— Start of Extract provided —

The article is devoted to the study of the one-dimensional stationary linearized BKW-like equation \[ \xi_x\frac{\partial h}{\partial x} = \xi\int_{-1}^1d\mu'\int_0^{\infty} \exp(-\xi^{\prime 2})k(\mu,\xi;\mu',\xi')h(x,\xi',\xi')\,d\xi' - \xi h(x,\mu',\xi'), \] where \(k(\mu,\xi;\mu',\xi') = 1 + (3/2)\mu\xi\mu'\xi' + (1/2)(\xi^{2} - 2) (\xi^{\prime 2} - 2)\) is the kernel of the integral operator. The function \(h\) satisfies the following boundary conditions: \[ \begin{gathered} h(0,\mu,\xi) = h_0(\mu,\xi),\quad 0 < \mu < 1,\\ h(x,\mu,\xi) = h_{as}(x,\mu,\xi) + o(1),\quad x\to\infty,\quad -1 < \mu < 0. \end{gathered} \] Here \(h_{as}\) is a linear combination of discrete solutions to the equation under consideration.

— End of Extract provided —
— Start of Stored rows —

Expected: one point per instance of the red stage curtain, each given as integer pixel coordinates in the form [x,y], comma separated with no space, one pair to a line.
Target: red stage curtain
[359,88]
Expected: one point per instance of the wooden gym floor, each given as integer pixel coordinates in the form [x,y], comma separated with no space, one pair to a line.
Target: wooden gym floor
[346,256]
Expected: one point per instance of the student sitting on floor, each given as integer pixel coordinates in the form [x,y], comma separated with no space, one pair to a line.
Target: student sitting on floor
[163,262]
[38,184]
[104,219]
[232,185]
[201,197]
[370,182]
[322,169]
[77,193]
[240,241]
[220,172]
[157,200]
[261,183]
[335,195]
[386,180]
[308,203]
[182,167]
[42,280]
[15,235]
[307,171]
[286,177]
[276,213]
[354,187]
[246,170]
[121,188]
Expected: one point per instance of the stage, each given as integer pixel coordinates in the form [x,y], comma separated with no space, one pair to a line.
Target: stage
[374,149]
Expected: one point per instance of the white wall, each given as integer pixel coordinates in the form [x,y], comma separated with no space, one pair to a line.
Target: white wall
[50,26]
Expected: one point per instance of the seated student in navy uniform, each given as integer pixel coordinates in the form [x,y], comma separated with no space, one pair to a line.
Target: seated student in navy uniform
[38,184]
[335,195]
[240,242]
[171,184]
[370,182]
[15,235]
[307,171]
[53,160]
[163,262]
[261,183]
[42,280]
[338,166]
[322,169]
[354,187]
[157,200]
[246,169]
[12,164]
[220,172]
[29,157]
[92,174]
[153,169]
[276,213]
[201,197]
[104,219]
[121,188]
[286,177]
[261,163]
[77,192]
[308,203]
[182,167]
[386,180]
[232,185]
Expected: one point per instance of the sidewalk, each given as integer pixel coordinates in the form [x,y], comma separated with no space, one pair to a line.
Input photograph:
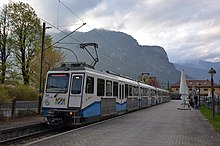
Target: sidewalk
[11,123]
[162,125]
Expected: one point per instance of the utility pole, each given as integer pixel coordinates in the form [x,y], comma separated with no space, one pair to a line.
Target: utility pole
[41,70]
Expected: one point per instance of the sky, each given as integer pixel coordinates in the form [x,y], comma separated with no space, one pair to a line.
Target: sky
[188,30]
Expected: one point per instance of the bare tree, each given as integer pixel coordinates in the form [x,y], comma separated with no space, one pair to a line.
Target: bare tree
[4,49]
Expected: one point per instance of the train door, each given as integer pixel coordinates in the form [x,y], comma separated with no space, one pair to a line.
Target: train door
[122,96]
[75,96]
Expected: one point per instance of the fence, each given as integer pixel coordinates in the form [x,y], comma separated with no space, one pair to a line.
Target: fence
[207,101]
[14,108]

— End of Stored rows —

## The request
Reproduce everything in the excerpt on the linearized BKW-like equation from "The article is" down to "equation under consideration.".

## Solution to this task
The article is devoted to the study of the one-dimensional stationary linearized BKW-like equation \[ \xi_x\frac{\partial h}{\partial x} = \xi\int_{-1}^1d\mu'\int_0^{\infty} \exp(-\xi^{\prime 2})k(\mu,\xi;\mu',\xi')h(x,\xi',\xi')\,d\xi' - \xi h(x,\mu',\xi'), \] where \(k(\mu,\xi;\mu',\xi') = 1 + (3/2)\mu\xi\mu'\xi' + (1/2)(\xi^{2} - 2) (\xi^{\prime 2} - 2)\) is the kernel of the integral operator. The function \(h\) satisfies the following boundary conditions: \[ \begin{gathered} h(0,\mu,\xi) = h_0(\mu,\xi),\quad 0 < \mu < 1,\\ h(x,\mu,\xi) = h_{as}(x,\mu,\xi) + o(1),\quad x\to\infty,\quad -1 < \mu < 0. \end{gathered} \] Here \(h_{as}\) is a linear combination of discrete solutions to the equation under consideration.